[Textauszug]:
================

Von Dinosauriern verfolgt, an Europas bewegte Geschichte erinnert, bringt dich Portugals traurigste Liebesgeschichte auf andere Gedanken. Pedro und Inês, der König und die Zofe der Königin, sind die Protagonisten einer Tragödie, die sich sonst nur ein Literat ausdenken mag. Die eigenen Eltern haben die Geliebte ihres Sohnes umbringen lassen und mussten bitter dafür bezahlen: Pedro ließ Inês exhumieren und auf den Thron setzen. Sämtliche Meuchelmörder mussten vor der Leiche im Königinnengewand und gekrönt, niederknien, und ihr die Hand küssen. Die mit religiösen Bildern ornamentierten Sarkophage der beiden unglücklich Verliebten stehen sich in der Weltkulturerbestätte im Zisterzienserkloster von Alcobaça gegenüber, so das am Tag des Jüngsten Gericht beide gleichzeitig auferstehen und sich wiedersehen. Die Gemeinde Moledo erzählt das Drama, anhand zeitgenössischer Skulpturen vor mittelalterlicher Kulisse in den Gassen aufgestellt, nach.
Zurück in Lourinhã erwartet dich die Weinbrand-Kooperative »Adega Cooperativa da Lourinhã« mit Kostproben feinster »Aguardente Velha«. Die Kooperative bedient sich der Rebsorten »Alicante, Alvadurão, Boal, Espinho, Mariquinhas, Malvasia Rei, Cercial, Tália, Fernão Pires, Rabo de Ovelha, Siria, Seara Nova e Vital«, und produziert zunächst säurehaltigen Weißwein mit 10% Alkohol, sowie aus roten Trauben »Cabinda, Carignan, Periquita und Tinta Miúda« einen ebenso leicht alkoholisierten Rotwein als Basis für die DOC-Lourinhã Weinbrände unterschiedliche Reifegüte.

================

[Aufgabe 1]:
Wo stehen laut dem Reisetext über Portugal die Sarkophage von Pedro und Inês?
[Aufgabe 2]:
Nenne alle roten Rebsorten, aus denen die Kooperative laut dem Reisetext über Portugal den Rotwein herstellt.
[Aufgabe 3]:
Schreibe den Reisetext über Portugal im selben Stil nach seinem letzten Satz weiter.

================

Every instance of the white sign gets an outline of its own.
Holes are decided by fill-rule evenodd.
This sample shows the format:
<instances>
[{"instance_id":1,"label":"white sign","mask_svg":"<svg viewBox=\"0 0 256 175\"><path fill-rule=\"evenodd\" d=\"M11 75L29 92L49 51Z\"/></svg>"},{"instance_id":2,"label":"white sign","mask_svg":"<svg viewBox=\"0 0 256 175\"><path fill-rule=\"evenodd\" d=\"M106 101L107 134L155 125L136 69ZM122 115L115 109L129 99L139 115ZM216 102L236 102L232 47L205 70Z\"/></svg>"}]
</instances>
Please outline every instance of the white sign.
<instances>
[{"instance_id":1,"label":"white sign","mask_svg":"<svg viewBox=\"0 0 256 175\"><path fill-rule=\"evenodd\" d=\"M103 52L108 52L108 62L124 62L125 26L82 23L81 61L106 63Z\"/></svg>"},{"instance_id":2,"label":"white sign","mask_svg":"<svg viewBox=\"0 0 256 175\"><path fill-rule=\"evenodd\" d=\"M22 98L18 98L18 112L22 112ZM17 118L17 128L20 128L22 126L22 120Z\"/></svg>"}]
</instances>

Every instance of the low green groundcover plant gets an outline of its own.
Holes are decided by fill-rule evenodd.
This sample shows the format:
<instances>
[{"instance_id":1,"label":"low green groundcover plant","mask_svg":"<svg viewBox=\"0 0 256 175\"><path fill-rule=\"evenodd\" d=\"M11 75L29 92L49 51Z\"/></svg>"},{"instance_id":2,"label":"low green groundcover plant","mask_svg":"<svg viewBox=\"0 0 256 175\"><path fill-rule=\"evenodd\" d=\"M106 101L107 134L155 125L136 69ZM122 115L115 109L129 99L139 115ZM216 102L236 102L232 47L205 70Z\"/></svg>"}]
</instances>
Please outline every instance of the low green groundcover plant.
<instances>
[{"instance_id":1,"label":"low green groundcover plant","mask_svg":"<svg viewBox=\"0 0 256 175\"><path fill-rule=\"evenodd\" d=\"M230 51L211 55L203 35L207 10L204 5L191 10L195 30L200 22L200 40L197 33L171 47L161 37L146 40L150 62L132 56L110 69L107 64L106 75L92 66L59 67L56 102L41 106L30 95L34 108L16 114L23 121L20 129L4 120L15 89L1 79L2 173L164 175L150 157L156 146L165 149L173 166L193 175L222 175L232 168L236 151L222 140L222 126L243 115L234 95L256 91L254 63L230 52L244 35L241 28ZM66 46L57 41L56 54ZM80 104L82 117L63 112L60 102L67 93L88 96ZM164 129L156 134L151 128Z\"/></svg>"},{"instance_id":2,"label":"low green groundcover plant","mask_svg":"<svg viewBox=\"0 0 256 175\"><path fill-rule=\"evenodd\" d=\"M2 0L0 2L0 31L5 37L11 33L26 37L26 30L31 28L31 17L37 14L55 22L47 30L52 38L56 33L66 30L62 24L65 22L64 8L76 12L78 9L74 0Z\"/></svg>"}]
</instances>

================

[Ergebnis 1]:
Sie stehen sich im Zisterzienserkloster von Alcobaça gegenüber, einer Weltkulturerbestätte.

[Ergebnis 2]:
Cabinda, Carignan, Periquita, Tinta Miúda

[Ergebnis 3]:
Foto: Adega Cooperativa da Lourinhã
Die Weinfelder liegen in der portugiesischen Extremadura nordöstlich von Lissabon dicht an die Atlantikküste geschmiegt, wo auf vierzig Hektar Anbaufläche vornehmlich Rebsorten für »Aguardente Velha« wachsen. Die von der Weinkommission Lissabon CVR 1957 gegründete Spirituosenmarke mit DO belieferte bis dato exakt 220 Jahre lang die großen Quintas im Tal des Douro mit Weinbrand zur Gewinnung von Portwein, bis sich findige Weinbauern in Lourinhã darauf besonnen haben, eine eigene Marke am Weltmarkt zu etablieren. Mit Erfolg. In der DOC-Lourinhã reifen in portugiesischen oder französischen Eichenholzfässern edle Tropfen, die mittlerweile zahlreich von nationalen und internationalen Weinkommissionen prämiert wurden.
Kein Wunder, bei der exquisiten Traubenqualität und traditionellen Produktionsmethode, die auf insgesamt 850 Jahre Erfahrung Weinbrand destillieren aufbaut, so soll laut Chronik sogar schon der erste König Portugals den am Gaumen schmelzenden Aguardente zu schätzen gewusst haben. Durchlüftet von atlantischer Brise bei durchschnittlichen Tagestemperaturen von16° Grad Celsius wachsen die Stöcke inmitten klug durchdachter Landwirtschaft zwischen Kürbisplantagen und Kernobst Hainen auf urzeitlich mineralreichem Terroir. Aus einhundert Liter Wein gewinnt man zehn Liter »Aguardente Velha«, das den Qualitätsansprüchen seitens der Weinkommission entspricht. Die Trauben fermentieren gänzlich ohne önologische Zusätze und Sulfatfrei, und der Wein wird anschließend hochprozentig gebrannt. Danach reift der »Aguardente Velha« ohne Konservierungsstoffe oder Farbzusätze im Barrique.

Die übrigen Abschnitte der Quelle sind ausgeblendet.